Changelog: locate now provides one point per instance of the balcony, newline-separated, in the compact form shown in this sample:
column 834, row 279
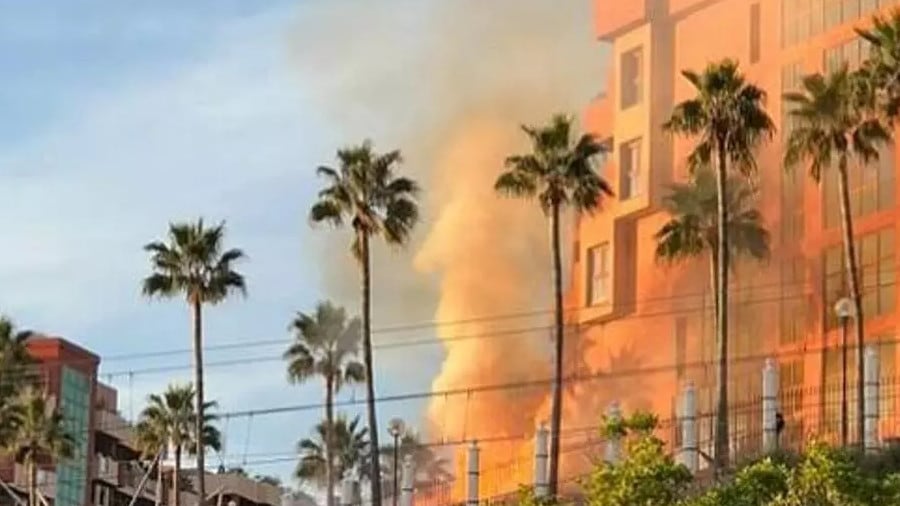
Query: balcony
column 105, row 469
column 111, row 423
column 46, row 480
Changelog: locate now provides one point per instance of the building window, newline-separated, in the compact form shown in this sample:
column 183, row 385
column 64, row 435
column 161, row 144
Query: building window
column 680, row 347
column 871, row 189
column 630, row 169
column 599, row 271
column 791, row 80
column 875, row 260
column 631, row 85
column 755, row 38
column 793, row 313
column 887, row 358
column 850, row 53
column 75, row 409
column 802, row 19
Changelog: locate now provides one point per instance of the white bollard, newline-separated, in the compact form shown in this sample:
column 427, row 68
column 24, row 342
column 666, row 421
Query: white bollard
column 690, row 456
column 614, row 443
column 541, row 440
column 870, row 408
column 348, row 491
column 407, row 482
column 472, row 475
column 770, row 406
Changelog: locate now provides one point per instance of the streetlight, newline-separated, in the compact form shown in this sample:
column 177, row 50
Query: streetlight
column 395, row 429
column 843, row 308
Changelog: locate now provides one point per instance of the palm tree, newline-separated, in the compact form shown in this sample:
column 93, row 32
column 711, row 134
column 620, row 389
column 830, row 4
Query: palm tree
column 169, row 419
column 364, row 192
column 728, row 121
column 692, row 230
column 325, row 345
column 39, row 432
column 835, row 127
column 351, row 449
column 14, row 373
column 559, row 172
column 195, row 264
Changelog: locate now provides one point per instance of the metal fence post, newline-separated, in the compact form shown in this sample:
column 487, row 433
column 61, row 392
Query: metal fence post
column 407, row 482
column 472, row 475
column 614, row 442
column 870, row 411
column 689, row 454
column 541, row 487
column 770, row 406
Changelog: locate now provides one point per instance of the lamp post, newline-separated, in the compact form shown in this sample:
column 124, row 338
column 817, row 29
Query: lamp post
column 395, row 429
column 843, row 308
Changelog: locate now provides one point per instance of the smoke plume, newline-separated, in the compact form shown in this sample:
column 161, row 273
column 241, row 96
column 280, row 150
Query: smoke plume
column 453, row 103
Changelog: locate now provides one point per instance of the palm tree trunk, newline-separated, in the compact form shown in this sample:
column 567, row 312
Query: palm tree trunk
column 714, row 284
column 721, row 456
column 853, row 285
column 31, row 472
column 175, row 485
column 329, row 440
column 375, row 465
column 198, row 380
column 158, row 478
column 556, row 415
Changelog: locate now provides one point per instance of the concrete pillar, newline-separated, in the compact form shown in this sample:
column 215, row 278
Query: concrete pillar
column 348, row 492
column 614, row 443
column 472, row 475
column 407, row 481
column 541, row 440
column 690, row 456
column 870, row 408
column 770, row 406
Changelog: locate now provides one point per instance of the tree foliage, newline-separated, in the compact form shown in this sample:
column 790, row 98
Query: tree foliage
column 646, row 475
column 351, row 445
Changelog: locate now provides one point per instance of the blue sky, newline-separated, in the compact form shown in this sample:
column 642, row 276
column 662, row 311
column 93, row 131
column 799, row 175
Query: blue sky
column 120, row 116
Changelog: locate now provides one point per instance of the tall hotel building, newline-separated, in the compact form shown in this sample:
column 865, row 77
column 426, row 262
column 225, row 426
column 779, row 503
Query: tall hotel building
column 639, row 315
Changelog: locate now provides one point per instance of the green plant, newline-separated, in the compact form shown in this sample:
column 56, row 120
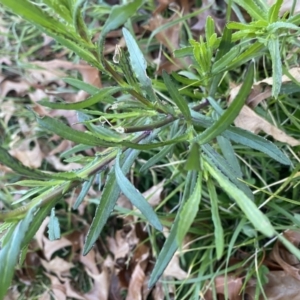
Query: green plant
column 153, row 117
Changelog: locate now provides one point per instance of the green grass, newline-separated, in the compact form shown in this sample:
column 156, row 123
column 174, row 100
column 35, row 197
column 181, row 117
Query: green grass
column 227, row 194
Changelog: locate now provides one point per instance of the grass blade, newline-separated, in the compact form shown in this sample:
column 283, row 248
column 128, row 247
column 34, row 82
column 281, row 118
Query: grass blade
column 9, row 254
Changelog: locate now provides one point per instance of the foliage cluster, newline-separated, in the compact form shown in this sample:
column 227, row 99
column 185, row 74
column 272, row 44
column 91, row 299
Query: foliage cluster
column 178, row 119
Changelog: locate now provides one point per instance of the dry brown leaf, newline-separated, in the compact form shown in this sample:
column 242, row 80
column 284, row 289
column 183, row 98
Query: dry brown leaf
column 286, row 6
column 90, row 260
column 29, row 157
column 20, row 88
column 168, row 37
column 102, row 282
column 249, row 120
column 295, row 72
column 158, row 292
column 174, row 270
column 280, row 286
column 233, row 286
column 208, row 10
column 7, row 110
column 287, row 261
column 124, row 242
column 50, row 247
column 60, row 267
column 62, row 289
column 138, row 278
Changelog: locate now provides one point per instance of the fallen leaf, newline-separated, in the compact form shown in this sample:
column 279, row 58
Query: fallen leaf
column 153, row 195
column 287, row 261
column 286, row 6
column 169, row 37
column 280, row 286
column 29, row 157
column 60, row 267
column 249, row 120
column 101, row 287
column 233, row 285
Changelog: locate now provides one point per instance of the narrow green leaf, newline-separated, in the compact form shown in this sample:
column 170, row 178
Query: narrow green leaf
column 108, row 199
column 250, row 52
column 84, row 190
column 170, row 246
column 225, row 43
column 117, row 17
column 193, row 159
column 53, row 226
column 273, row 46
column 216, row 159
column 138, row 64
column 100, row 96
column 229, row 154
column 78, row 21
column 39, row 217
column 209, row 28
column 218, row 229
column 254, row 215
column 244, row 137
column 61, row 9
column 273, row 13
column 37, row 183
column 189, row 211
column 183, row 52
column 157, row 157
column 257, row 9
column 176, row 97
column 79, row 84
column 221, row 64
column 230, row 114
column 256, row 142
column 66, row 132
column 57, row 127
column 9, row 254
column 291, row 247
column 18, row 167
column 135, row 197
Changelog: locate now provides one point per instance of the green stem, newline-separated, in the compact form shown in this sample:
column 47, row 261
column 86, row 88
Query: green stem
column 60, row 191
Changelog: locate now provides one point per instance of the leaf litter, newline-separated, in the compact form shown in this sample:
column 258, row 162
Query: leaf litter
column 249, row 120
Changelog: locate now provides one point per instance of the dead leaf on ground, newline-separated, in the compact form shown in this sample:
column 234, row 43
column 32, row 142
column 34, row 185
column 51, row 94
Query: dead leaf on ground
column 249, row 120
column 280, row 286
column 29, row 157
column 287, row 261
column 168, row 37
column 60, row 267
column 210, row 9
column 153, row 195
column 102, row 281
column 286, row 6
column 140, row 259
column 233, row 285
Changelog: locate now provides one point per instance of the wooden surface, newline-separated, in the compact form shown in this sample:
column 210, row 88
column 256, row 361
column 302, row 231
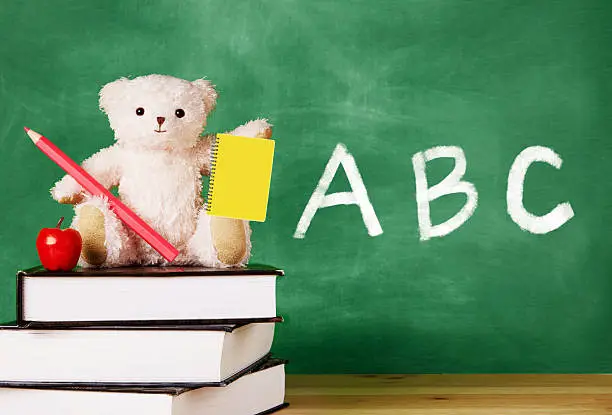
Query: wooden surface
column 449, row 394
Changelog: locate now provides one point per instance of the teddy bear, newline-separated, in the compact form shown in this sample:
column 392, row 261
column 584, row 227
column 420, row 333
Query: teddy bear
column 157, row 163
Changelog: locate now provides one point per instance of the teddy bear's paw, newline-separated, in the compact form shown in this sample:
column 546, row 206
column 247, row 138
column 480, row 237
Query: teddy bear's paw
column 255, row 128
column 67, row 191
column 267, row 133
column 91, row 228
column 72, row 200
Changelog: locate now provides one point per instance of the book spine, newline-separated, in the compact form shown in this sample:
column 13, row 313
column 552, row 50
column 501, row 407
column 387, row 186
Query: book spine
column 213, row 166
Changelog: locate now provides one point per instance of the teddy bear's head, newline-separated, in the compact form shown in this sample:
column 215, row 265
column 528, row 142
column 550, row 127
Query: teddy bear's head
column 157, row 111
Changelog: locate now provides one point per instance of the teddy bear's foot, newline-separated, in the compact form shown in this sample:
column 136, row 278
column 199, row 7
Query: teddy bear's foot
column 230, row 240
column 91, row 228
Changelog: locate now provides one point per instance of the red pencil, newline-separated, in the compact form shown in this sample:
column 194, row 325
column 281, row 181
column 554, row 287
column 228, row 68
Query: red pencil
column 92, row 186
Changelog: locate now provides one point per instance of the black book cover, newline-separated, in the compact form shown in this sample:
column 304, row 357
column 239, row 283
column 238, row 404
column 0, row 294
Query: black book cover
column 169, row 271
column 155, row 388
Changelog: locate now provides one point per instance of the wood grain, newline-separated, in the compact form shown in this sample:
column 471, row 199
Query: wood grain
column 449, row 394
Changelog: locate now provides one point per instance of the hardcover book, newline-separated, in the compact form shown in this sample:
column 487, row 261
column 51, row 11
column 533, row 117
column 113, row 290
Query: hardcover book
column 258, row 391
column 131, row 355
column 146, row 296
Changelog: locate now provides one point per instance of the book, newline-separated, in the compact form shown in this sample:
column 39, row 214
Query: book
column 146, row 296
column 133, row 355
column 258, row 391
column 241, row 170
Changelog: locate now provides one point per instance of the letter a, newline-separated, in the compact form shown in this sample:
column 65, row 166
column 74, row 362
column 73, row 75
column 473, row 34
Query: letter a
column 358, row 196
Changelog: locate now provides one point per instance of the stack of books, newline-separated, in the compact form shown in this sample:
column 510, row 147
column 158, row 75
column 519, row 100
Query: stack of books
column 153, row 340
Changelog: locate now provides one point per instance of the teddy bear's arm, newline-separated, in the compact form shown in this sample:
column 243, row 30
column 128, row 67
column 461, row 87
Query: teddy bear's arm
column 104, row 166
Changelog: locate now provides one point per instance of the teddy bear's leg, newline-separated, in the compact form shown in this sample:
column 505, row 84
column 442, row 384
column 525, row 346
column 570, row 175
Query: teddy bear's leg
column 220, row 242
column 106, row 241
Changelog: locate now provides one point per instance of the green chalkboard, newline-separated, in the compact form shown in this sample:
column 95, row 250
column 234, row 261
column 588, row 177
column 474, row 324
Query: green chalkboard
column 387, row 80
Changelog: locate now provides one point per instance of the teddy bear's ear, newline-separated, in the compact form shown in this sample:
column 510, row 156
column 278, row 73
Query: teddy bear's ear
column 208, row 92
column 112, row 92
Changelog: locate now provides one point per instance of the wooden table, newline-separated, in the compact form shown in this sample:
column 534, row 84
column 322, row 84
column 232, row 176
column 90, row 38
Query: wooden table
column 448, row 394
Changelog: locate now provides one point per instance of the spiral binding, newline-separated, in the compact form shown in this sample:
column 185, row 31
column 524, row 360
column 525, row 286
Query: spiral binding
column 213, row 166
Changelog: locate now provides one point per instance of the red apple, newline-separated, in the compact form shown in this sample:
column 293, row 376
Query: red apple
column 59, row 249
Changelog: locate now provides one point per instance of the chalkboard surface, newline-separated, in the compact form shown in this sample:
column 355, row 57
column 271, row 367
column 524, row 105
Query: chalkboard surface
column 380, row 82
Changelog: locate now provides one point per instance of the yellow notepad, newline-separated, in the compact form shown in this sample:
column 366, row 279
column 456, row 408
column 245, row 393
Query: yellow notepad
column 240, row 177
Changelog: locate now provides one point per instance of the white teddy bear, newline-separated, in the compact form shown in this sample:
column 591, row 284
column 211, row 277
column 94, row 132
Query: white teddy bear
column 157, row 163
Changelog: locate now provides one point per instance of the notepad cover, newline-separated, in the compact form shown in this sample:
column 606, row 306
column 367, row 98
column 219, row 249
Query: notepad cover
column 240, row 177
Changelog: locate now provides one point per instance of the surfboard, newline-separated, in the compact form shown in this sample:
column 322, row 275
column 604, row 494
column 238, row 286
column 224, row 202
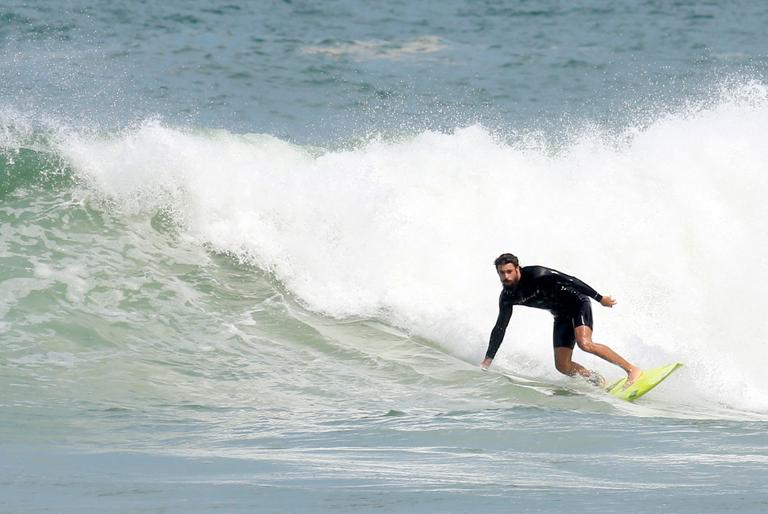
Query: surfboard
column 647, row 381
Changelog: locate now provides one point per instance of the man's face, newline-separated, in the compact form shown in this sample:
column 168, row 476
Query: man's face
column 509, row 275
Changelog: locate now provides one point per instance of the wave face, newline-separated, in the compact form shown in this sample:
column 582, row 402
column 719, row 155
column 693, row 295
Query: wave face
column 153, row 238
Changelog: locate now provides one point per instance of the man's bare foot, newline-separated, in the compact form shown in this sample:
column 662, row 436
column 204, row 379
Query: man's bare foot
column 632, row 375
column 596, row 379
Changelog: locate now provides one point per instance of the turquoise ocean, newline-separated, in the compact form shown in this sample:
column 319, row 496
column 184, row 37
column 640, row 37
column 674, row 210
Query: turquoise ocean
column 246, row 254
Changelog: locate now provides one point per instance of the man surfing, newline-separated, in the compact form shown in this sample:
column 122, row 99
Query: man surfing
column 567, row 298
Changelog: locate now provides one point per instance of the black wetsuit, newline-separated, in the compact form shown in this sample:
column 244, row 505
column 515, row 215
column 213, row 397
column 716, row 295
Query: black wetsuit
column 566, row 297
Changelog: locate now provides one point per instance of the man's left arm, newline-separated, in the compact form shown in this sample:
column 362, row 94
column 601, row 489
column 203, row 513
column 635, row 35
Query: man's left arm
column 584, row 288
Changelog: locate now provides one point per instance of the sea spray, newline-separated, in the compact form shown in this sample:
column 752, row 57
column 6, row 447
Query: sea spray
column 668, row 217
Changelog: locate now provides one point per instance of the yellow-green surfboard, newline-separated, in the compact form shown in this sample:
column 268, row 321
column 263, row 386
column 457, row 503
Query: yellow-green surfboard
column 647, row 381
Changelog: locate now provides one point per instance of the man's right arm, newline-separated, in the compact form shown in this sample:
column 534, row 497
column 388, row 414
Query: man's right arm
column 497, row 334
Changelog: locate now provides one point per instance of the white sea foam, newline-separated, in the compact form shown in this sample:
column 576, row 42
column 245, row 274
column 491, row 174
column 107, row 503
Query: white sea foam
column 670, row 218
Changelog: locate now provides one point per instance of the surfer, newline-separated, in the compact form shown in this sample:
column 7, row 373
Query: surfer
column 567, row 298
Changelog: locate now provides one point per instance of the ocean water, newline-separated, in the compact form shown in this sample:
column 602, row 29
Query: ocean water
column 245, row 254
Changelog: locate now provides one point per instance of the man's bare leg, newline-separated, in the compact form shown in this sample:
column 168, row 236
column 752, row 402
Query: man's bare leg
column 584, row 340
column 565, row 365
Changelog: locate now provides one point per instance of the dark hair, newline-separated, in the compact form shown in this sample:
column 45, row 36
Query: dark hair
column 506, row 258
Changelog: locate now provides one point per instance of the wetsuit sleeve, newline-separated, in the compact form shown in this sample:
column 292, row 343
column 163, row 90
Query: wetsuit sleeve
column 577, row 285
column 497, row 334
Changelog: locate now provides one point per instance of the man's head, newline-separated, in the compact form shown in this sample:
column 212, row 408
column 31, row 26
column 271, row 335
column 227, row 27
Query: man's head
column 508, row 268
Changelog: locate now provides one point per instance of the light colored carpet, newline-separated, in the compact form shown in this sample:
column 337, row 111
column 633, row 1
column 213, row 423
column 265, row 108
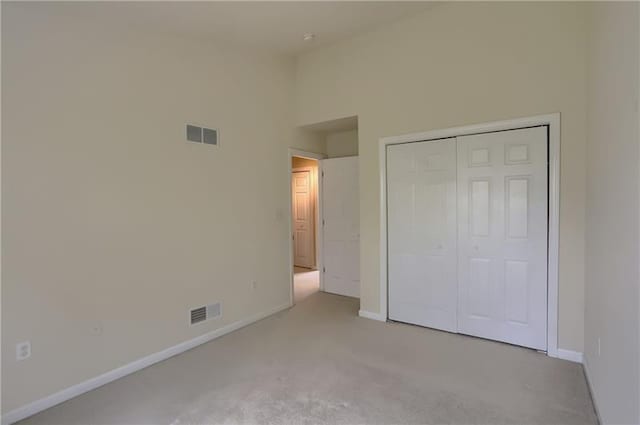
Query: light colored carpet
column 305, row 283
column 320, row 363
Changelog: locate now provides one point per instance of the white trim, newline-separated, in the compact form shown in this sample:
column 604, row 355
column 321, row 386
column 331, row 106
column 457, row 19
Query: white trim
column 373, row 316
column 594, row 399
column 553, row 121
column 291, row 152
column 98, row 381
column 572, row 356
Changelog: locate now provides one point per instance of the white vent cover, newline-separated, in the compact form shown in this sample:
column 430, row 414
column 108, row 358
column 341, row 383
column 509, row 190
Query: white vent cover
column 200, row 314
column 204, row 135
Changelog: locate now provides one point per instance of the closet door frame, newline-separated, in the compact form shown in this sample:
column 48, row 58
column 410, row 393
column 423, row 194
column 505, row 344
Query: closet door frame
_ _ _ _ _ _ _
→ **Aim of the task**: All lines from the start of the entries above through the line containing "column 161, row 144" must be transcribed exactly, both ends included, and no picture may be copied.

→ **Result of the exercise**:
Changelog: locate now provides one point per instance of the balcony, newline-separated, in the compact form shown in this sample:
column 834, row 279
Query: balcony
column 105, row 469
column 111, row 423
column 46, row 480
Changelog: locate now provides one point per instance of the building window, newline-separated, in the compact form shown in this sample:
column 183, row 385
column 64, row 435
column 161, row 144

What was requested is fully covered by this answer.